§ Task prompt:
Please copy the rows from the line with "Detection request: white wall" up to and including the last line, keeping every request unchanged. Multiply each bounding box coordinate by 1.1 and round it to a whole number, with halves rounded up.

--- START Input material ---

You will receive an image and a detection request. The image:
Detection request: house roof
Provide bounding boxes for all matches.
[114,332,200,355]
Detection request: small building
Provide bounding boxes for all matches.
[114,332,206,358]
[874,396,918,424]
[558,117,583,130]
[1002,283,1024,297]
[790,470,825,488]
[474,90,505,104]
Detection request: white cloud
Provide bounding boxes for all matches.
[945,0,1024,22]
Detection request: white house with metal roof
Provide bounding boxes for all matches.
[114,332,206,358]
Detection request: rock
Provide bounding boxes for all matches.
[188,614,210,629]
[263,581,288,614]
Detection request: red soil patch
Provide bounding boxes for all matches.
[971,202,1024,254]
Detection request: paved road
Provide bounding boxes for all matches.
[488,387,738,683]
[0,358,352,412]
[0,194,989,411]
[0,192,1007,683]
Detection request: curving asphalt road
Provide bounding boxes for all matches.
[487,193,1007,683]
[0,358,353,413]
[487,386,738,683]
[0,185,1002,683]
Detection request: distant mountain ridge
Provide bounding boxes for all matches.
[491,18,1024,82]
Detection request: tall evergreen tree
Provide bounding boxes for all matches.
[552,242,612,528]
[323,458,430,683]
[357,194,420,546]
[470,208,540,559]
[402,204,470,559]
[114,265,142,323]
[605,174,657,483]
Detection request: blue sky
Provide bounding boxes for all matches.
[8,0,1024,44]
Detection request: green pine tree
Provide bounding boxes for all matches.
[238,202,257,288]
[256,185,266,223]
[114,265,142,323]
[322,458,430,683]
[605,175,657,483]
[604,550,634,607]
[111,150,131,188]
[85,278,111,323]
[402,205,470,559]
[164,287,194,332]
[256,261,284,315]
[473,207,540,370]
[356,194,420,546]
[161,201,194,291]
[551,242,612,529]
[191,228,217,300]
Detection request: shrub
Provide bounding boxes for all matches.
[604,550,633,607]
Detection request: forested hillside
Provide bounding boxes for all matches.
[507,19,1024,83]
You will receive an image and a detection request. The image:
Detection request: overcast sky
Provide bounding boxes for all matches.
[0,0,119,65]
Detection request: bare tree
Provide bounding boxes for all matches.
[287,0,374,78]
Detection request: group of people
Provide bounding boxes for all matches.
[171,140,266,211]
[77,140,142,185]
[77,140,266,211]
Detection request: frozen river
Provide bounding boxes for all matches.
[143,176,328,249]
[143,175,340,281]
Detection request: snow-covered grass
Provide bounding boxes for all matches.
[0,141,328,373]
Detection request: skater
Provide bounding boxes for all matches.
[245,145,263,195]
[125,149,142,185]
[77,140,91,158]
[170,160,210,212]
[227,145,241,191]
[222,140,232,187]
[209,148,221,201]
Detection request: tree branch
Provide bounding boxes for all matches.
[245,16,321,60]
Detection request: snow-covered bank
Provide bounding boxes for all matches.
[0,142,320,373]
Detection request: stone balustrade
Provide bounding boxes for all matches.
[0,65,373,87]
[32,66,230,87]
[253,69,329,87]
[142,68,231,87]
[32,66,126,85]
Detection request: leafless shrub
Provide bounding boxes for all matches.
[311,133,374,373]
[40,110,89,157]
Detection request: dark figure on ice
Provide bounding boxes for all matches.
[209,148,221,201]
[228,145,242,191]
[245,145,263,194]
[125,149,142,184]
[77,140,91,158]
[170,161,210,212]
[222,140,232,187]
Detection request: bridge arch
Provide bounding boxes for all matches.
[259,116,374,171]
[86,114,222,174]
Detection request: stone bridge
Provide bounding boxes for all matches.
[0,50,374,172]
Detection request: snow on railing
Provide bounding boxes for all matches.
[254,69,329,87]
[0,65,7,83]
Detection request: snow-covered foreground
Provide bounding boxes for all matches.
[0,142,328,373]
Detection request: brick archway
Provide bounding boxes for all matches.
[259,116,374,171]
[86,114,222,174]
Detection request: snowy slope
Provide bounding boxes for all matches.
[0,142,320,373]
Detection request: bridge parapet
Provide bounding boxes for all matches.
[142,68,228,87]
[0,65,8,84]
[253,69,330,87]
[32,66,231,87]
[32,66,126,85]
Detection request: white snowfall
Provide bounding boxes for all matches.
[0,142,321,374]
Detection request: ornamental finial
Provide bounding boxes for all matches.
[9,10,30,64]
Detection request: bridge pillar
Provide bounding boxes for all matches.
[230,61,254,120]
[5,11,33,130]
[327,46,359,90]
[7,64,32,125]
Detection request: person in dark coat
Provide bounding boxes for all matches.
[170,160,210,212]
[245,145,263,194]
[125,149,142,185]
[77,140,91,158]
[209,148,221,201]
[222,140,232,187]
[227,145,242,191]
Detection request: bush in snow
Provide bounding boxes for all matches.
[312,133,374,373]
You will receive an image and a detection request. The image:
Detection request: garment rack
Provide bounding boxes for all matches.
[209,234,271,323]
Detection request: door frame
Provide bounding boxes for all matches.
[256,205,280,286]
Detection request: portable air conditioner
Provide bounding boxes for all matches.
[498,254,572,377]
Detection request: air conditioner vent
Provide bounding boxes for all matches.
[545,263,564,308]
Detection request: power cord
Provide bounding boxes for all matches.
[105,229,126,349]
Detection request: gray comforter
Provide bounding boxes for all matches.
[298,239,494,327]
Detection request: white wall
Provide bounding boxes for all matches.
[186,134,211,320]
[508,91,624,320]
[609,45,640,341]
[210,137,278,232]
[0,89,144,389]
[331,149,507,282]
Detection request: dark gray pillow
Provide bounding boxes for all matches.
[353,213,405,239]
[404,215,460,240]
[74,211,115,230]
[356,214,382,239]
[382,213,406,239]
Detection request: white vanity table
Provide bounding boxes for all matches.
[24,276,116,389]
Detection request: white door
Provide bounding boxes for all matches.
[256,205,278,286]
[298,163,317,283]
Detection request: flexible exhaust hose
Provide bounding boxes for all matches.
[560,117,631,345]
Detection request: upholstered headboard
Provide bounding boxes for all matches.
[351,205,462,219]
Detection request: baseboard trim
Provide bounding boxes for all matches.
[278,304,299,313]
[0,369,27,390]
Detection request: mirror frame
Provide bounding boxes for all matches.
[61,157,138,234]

--- END Input material ---

§ Solved problem:
Detection request: white wall
Provide bounding boxes for all matches.
[205,147,232,352]
[559,100,686,352]
[670,50,704,375]
[231,151,306,255]
[0,98,158,428]
[364,164,558,310]
Detection request: dark gray pillow
Provide bounding boxes for all matches.
[388,234,446,263]
[444,237,506,264]
[81,232,127,253]
[392,235,420,263]
[420,234,447,263]
Detection request: white vanity table
Provide bounding boxes for all matches.
[26,304,128,428]
Detection request: white door
Provide bounding boxes for all matches.
[282,226,306,315]
[328,179,349,311]
Detection request: flexible exhaust hose
Provide bounding boxes for all matches.
[616,129,694,380]
Detection request: upholstered headboard
Provide bounding boxes for all matches.
[386,226,508,241]
Detection request: baseboard trim
Provide bounding boxes for all matches.
[306,334,329,344]
[0,406,30,429]
Detection request: mirror frame
Provide bounding boxes for all matches.
[67,173,152,257]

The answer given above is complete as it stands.